**Исходный фрагмент:**
В русском языке для обозначения ближайших родственников одного с говорящим поколения используются два разных слова в зависимости от пола родственника – брат и сестра. В японском языке этот фрагмент системы терминов родства предполагает более дробное членение: обязательным является указание на относительный возраст родственника; иначе говоря, вместо двух слов со значением 'брат' и 'сестра' используется четыре: ani 'старший брат', ane 'старшая сестра', otooto 'младший брат', imooto 'младшая сестра'. Кроме того, в японском языке имеется также слово с собирательным значением kyoodai 'брат или сестра', 'братья и/или сестры', обозначающее ближайшего родственника (родственников) одного с говорящим поколения вне зависимости от пола и возраста (подобные обобщающие названия встречаются и в европейских языках, например, английское sibling 'брат или сестра'). Можно говорить о том, что способ концептуализации мира, которым пользуется носитель японского языка, предполагает более дробную понятийную классификацию по сравнению со способом концептуализации, который задан русским языком.

По мнению Э. Холла, парадокс культуры заключается в том, что язык — это система понятий, наиболее часто используемая для описания культуры, которая плохо адаптирована для этой трудной задачи. Человек должен постоянно оглядываться на ограничения, которые накладывает на него язык. Для того, чтобы понять другую культуру и принять ее на глубинном уровне, необходимо пережить ее, врасти в нее, а не читать или рассуждать о ней. Поэтому наша интерпретация самых простых и очевидных вещей является обязательно культурно окрашенной.

**Задания:**
(1) Верните дословно часть фрагмента о языке и культуре: от слов «По мнению Э.» до слов «обязательно культурно окрашенной.» включительно.
(2) Допишите продолжение фрагмента о языке и культуре, начиная сразу после его последнего предложения.

**Извлечённый материал:**

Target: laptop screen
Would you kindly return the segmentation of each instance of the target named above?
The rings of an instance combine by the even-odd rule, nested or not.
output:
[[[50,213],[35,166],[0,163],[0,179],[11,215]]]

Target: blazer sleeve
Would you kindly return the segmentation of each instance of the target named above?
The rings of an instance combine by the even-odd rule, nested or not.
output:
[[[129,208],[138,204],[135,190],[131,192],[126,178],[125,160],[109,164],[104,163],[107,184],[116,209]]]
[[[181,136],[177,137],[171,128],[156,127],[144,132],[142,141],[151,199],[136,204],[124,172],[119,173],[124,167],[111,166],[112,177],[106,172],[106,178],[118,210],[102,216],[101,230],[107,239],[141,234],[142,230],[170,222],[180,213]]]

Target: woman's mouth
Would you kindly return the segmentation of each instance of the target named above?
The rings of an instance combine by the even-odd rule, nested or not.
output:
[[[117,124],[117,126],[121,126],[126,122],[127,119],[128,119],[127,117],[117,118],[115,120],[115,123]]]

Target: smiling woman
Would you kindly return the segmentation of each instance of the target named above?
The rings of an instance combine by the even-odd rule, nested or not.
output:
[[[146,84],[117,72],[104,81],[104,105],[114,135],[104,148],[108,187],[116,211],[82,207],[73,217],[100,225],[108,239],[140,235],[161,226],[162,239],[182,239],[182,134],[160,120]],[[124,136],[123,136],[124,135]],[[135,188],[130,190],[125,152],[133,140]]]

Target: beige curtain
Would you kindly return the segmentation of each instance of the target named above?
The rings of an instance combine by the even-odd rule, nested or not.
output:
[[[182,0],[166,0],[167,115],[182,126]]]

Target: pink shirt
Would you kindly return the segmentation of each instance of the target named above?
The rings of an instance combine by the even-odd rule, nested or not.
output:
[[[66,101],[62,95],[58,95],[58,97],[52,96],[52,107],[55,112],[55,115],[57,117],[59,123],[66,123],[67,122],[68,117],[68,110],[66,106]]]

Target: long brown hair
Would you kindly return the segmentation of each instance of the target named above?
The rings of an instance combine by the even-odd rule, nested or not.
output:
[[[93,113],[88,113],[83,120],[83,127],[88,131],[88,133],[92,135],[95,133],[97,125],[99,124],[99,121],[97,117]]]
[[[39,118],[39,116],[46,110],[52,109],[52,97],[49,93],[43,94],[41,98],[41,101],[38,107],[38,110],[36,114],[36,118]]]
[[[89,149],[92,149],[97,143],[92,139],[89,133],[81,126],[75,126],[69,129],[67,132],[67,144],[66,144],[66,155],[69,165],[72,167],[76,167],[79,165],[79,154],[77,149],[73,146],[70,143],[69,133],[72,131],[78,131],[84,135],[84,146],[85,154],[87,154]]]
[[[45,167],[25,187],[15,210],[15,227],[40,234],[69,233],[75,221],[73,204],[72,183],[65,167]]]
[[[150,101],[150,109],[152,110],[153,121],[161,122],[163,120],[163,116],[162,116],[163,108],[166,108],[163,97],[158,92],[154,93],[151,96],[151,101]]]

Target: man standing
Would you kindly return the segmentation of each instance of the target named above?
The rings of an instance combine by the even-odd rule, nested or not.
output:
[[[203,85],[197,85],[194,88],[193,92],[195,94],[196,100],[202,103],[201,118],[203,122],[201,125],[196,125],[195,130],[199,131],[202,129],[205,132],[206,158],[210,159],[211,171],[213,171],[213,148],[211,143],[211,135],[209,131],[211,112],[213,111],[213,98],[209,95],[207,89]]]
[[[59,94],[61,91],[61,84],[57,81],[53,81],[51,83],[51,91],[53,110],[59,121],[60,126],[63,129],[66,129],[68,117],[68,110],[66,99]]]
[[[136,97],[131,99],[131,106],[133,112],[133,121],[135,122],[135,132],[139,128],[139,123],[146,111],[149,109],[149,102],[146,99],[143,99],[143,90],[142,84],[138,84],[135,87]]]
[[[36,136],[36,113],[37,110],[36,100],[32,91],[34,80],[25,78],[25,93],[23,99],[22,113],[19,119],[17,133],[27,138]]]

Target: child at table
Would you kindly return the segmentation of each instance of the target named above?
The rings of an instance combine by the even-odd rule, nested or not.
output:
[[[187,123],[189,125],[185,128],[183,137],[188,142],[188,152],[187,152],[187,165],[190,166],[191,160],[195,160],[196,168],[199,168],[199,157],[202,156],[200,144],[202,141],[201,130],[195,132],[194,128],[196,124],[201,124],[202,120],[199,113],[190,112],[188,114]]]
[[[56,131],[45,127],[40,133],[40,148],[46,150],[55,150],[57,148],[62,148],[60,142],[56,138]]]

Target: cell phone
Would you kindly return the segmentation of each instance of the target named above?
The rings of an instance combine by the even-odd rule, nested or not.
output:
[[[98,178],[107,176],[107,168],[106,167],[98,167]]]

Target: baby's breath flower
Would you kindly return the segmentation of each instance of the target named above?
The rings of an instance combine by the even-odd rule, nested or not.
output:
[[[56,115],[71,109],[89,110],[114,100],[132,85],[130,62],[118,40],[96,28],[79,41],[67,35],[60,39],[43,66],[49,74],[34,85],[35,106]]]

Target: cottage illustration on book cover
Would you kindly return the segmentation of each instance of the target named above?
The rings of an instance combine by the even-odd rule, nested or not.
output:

**Ожидаемые результаты:**
(1)
По мнению Э. Холла, парадокс культуры заключается в том, что язык — это система понятий, наиболее часто используемая для описания культуры, которая плохо адаптирована для этой трудной задачи. Человек должен постоянно оглядываться на ограничения, которые накладывает на него язык. Для того, чтобы понять другую культуру и принять ее на глубинном уровне, необходимо пережить ее, врасти в нее, а не читать или рассуждать о ней. Поэтому наша интерпретация самых простых и очевидных вещей является обязательно культурно окрашенной.

(2)
Таким образом, можно сделать вывод, что язык, на котором мы общаемся, влияет, но не определяет наш взгляд на мир. Специфические особенности национального языка, в которых зафиксирован социально-исторический опыт определенной общности людей, создает не какую-то неповторимую картину мира, а лишь специфическую окраску этого мира.

Между языком и реальным миром стоит человек, носитель языка и культуры. Именно он воспринимает и осознает мир посредством органов чувств, создает на этой основе представления о мире. Они в свою очередь рационально осмысливаются в понятиях, суждениях и умозаключениях. Таким образом, между реальным миром и языком стоит мышление.

Слово отражает не сам предмет или явление окружающего мира, а то, как человек видит его, через призму той картину мира, которая существует в его сознании и которая детерминирована его культурой. Ведь сознание каждого человека формируется как под воздействием его индивидуального опыта, так и в результате инкультурации. Окружающий мир человека можно представить в трех формах:

  •  реальный мир;
  •  культурная (понятийная) картина мира;
  •  языковая картина мира.

Реальный мир – это объективная действительность, существующая независимо от человека, мир, окружающий его.

Культурная (понятийная) картина мира – отражение реального мира через призму понятий, сформированных в процессе познания мира человеком на основе как коллективного, так и индивидуального опыта.

Языковая картина мира отражает реальность через культурную картину мира. Язык организует восприятие мира его носителями. Эта картина мира тесно связана с культурной картиной мира, находится в непрерывном взаимодействии с ней и восходит к реальному миру, окружающему человека.

Путь от реального мира к понятию и выражению этого понятия в слове различен у разных народов. Это связано с различными природными, климатическими условиями, а также с разным социальным окружением. По этой причине у каждого народа своя история, своя культурная и языковая картины мира.

Культурная картина мира богаче, чем языковая. Но именно в языке реализуется, вербализуется культурная картина мира.


Национальная специфика в лексико-фразеологической сочетаемости. Проблема безэквивалентной лексики.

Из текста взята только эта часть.